START Input

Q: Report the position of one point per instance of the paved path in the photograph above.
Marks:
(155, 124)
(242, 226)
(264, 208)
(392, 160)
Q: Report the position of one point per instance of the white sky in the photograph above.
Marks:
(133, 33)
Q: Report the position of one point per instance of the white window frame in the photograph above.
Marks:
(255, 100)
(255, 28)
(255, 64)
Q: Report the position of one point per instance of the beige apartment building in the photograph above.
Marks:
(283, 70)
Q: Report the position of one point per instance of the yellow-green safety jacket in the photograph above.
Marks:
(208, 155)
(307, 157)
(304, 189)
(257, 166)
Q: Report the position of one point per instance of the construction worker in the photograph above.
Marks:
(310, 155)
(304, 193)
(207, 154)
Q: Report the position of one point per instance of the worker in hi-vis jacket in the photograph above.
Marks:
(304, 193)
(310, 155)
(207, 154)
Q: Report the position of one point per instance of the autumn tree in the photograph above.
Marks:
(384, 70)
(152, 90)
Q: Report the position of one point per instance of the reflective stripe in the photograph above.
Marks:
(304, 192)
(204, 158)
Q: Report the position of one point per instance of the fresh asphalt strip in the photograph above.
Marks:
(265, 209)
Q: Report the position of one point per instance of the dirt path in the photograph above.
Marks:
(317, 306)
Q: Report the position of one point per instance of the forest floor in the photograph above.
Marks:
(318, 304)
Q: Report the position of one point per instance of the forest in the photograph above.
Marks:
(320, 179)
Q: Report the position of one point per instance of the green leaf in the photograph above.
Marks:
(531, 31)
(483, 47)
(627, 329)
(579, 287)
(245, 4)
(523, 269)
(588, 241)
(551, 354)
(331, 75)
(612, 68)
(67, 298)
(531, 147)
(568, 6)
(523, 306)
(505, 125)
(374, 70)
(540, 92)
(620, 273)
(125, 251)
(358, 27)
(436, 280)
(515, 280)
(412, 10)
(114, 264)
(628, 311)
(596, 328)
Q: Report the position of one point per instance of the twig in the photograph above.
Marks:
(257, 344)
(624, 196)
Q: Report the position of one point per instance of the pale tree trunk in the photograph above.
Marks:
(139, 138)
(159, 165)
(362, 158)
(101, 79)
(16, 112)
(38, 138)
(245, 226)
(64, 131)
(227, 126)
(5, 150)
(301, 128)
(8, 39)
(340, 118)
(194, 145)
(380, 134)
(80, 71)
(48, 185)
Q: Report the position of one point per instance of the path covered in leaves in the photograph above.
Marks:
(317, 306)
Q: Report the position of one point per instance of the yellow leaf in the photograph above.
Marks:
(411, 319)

END Input

(What to produce): Go through the records above. Copy each line in which the string "yellow" appears.

(Answer):
Q: Report the position of one point per instance of the yellow-green safety jacket in the photograph above.
Q: Report the position of one point per instance of the yellow leaf in the photograph above.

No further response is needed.